§ **Challenge**
Format the stretch of the records below, from the line that contains "Could you point to the dark" through the line that contains "(1023, 473)", both included, as a Markdown table with the columns Row and Entry. Number each line in Row, put the line itself in Entry, and leave out blank lines.
· · · · · · ·
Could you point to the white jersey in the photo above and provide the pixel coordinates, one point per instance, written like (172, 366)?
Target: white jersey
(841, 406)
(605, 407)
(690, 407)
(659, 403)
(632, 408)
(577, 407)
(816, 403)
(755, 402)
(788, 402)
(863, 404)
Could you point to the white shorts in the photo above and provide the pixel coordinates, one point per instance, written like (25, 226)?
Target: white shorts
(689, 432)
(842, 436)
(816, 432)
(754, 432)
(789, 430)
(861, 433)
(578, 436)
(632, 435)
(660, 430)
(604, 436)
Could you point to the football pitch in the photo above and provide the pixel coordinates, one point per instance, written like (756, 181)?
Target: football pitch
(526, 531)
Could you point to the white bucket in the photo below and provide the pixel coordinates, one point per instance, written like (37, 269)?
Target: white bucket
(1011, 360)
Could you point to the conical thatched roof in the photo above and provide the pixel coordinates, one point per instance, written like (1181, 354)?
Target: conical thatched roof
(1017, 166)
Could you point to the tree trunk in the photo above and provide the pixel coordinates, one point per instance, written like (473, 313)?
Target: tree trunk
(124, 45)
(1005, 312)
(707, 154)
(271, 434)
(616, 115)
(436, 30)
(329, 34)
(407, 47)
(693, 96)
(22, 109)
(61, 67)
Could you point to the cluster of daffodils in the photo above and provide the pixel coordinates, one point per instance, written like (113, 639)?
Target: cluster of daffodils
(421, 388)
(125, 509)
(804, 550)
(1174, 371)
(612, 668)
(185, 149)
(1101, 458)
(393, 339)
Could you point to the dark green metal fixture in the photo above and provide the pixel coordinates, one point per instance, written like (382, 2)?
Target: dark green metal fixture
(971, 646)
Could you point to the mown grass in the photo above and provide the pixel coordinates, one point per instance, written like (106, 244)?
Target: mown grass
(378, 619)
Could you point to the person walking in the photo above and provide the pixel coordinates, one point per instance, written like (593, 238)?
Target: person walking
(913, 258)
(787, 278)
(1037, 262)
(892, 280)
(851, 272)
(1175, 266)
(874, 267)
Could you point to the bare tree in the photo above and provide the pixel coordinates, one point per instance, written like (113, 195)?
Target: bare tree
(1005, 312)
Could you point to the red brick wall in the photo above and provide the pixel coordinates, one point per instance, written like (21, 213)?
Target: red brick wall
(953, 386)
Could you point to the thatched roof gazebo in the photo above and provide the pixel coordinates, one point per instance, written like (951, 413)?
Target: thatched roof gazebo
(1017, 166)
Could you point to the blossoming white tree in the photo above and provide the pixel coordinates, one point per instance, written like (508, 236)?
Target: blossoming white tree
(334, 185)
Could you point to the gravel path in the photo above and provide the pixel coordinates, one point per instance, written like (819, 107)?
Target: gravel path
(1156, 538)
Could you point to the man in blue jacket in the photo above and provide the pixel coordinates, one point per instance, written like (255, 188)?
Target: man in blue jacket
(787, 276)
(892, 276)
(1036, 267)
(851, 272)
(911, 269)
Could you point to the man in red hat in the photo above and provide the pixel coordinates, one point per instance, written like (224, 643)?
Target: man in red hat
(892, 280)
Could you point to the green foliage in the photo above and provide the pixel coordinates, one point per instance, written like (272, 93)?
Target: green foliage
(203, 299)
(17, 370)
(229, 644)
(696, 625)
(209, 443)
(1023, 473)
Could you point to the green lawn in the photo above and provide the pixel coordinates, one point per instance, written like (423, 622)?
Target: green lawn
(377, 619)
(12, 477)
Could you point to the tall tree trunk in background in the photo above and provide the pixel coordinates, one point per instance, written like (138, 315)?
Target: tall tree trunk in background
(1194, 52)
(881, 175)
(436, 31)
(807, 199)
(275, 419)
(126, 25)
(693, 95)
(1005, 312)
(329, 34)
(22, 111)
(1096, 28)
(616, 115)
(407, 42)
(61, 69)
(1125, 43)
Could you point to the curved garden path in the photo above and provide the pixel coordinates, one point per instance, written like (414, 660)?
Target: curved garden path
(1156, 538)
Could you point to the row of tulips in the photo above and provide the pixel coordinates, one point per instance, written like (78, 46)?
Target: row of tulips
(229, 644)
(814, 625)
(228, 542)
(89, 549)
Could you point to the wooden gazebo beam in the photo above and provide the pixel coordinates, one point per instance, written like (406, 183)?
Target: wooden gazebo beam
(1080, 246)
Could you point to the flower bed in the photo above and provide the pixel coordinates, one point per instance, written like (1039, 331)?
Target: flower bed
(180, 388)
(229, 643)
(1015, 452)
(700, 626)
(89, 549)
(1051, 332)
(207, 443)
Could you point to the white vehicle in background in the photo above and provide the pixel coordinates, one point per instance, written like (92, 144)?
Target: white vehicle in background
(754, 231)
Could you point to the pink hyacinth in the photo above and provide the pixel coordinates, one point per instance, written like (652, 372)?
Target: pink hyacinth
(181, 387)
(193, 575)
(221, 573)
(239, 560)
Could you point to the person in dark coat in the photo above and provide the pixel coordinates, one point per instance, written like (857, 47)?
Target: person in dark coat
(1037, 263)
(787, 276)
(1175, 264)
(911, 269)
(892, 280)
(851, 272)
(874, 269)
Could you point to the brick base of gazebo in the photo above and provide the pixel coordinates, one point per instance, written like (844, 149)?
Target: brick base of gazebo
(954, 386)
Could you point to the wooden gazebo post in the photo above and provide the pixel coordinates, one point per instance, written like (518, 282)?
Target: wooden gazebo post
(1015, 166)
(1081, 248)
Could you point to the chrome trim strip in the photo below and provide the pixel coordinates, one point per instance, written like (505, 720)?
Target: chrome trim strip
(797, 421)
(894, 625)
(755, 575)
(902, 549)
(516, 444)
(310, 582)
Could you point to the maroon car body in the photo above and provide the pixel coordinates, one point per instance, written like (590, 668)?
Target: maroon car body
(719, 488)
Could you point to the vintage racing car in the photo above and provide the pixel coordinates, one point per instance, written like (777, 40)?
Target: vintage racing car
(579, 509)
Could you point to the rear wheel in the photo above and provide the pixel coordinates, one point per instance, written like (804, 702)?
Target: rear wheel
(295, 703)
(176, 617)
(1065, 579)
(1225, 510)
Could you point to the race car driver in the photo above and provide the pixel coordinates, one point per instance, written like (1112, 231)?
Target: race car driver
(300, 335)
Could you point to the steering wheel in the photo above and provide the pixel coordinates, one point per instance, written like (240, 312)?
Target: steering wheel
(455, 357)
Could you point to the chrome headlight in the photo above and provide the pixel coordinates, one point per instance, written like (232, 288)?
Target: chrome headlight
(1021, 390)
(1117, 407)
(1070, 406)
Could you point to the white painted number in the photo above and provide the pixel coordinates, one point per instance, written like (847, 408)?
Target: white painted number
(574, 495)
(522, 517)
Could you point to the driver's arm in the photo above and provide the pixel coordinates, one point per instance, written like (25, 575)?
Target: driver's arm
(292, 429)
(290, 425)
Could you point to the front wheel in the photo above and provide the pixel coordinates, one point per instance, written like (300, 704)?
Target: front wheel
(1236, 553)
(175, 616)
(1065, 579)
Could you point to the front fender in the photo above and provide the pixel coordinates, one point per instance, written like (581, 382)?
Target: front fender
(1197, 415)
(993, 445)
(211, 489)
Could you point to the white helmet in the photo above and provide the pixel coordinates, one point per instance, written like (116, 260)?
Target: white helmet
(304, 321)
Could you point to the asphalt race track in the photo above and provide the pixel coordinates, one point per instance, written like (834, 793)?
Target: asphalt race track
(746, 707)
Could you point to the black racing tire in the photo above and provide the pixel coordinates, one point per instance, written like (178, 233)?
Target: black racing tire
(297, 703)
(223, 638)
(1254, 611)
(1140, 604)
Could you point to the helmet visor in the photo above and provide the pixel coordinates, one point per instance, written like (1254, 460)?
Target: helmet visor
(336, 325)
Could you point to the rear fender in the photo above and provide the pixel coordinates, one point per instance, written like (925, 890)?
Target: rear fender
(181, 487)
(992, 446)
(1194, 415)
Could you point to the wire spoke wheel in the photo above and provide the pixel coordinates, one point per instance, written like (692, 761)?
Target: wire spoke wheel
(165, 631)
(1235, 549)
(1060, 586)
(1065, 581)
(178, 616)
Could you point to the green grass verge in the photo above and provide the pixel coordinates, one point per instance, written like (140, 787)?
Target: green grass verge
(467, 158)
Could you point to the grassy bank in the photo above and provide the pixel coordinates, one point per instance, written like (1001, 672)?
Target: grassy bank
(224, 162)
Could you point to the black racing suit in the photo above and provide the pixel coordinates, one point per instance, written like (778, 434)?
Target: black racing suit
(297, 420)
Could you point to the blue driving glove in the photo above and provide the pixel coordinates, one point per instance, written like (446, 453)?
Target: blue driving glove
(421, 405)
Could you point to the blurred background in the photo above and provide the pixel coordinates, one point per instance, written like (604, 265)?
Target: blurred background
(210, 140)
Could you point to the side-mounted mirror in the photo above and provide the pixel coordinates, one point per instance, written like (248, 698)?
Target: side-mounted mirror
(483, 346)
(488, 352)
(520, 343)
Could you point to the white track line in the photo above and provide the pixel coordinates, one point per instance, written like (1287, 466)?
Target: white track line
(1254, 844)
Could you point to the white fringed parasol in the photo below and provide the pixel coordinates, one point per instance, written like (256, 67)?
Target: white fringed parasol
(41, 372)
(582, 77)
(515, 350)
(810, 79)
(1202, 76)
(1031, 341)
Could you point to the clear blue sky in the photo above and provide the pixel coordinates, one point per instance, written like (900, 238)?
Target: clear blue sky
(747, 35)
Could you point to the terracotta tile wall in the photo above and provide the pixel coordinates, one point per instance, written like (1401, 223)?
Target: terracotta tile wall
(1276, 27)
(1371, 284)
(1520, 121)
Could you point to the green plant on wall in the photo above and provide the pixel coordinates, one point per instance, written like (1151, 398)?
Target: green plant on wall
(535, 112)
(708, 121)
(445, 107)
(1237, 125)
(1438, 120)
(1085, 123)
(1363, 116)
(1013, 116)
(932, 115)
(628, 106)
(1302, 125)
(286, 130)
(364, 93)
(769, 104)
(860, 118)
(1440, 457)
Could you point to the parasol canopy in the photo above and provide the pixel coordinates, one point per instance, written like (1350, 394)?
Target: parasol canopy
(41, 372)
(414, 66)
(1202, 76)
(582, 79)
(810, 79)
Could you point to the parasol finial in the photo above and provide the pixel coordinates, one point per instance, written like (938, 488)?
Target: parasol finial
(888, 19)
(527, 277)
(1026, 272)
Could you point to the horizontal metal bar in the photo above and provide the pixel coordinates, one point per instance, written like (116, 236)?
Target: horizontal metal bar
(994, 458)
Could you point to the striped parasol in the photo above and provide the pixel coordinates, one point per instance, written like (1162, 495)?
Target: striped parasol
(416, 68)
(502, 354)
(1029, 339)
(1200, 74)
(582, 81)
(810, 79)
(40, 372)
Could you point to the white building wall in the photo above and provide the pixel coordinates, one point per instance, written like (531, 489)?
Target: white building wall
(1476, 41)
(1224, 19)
· · · · · · ·
§ **Solution for this exercise**
| Row | Entry |
|---|---|
| 1 | Could you point to the dark green metal fixture in the photo above and provide the pixel coordinates, one point per instance, written like (382, 2)? |
| 2 | Target: dark green metal fixture |
| 3 | (971, 646) |
| 4 | Could you point to the mown grass in the photo above and provide the pixel coordinates, one point per instance, written like (106, 244)? |
| 5 | Target: mown grass |
| 6 | (378, 619) |
| 7 | Could you point to the person walking in the photo above and provide the pixel coordinates, one point per instance, written like (593, 238)? |
| 8 | Target: person walking |
| 9 | (913, 258) |
| 10 | (787, 278) |
| 11 | (1037, 262) |
| 12 | (892, 280) |
| 13 | (851, 272) |
| 14 | (1175, 266) |
| 15 | (874, 267) |
| 16 | Could you point to the bare tree in the photo above and provide the pixel coordinates, one point per instance, written like (113, 195)? |
| 17 | Target: bare tree |
| 18 | (1005, 312) |
| 19 | Could you point to the red brick wall in the photo above and provide the pixel coordinates, one point per instance, written like (21, 213)? |
| 20 | Target: red brick wall |
| 21 | (953, 386) |
| 22 | Could you point to the thatched roof gazebo in the photo above and provide the pixel coordinates, one point per instance, written like (951, 413)? |
| 23 | Target: thatched roof gazebo |
| 24 | (1017, 166) |
| 25 | Could you point to the blossoming white tree in the photo above and provide the pixel coordinates, one point per instance, written like (508, 236)? |
| 26 | Target: blossoming white tree |
| 27 | (334, 185) |
| 28 | Could you point to the gravel path in the photo above and provide the pixel coordinates, one point per instance, written like (819, 107)? |
| 29 | Target: gravel path |
| 30 | (1156, 538) |
| 31 | Could you point to the man in blue jacket in the photo above and provide the pixel coordinates, one point per instance, written like (255, 188)? |
| 32 | Target: man in blue jacket |
| 33 | (787, 276) |
| 34 | (892, 276) |
| 35 | (1036, 267) |
| 36 | (851, 272) |
| 37 | (911, 269) |
| 38 | Could you point to the man in red hat in the photo above and provide the pixel coordinates, one point per instance, written like (224, 643)? |
| 39 | Target: man in red hat |
| 40 | (892, 280) |
| 41 | Could you point to the green foliage in the photo above and provide the pixel coordinates, one point per instance, written like (272, 93)? |
| 42 | Target: green foliage |
| 43 | (203, 299) |
| 44 | (17, 370) |
| 45 | (229, 644) |
| 46 | (696, 625) |
| 47 | (209, 443) |
| 48 | (1023, 473) |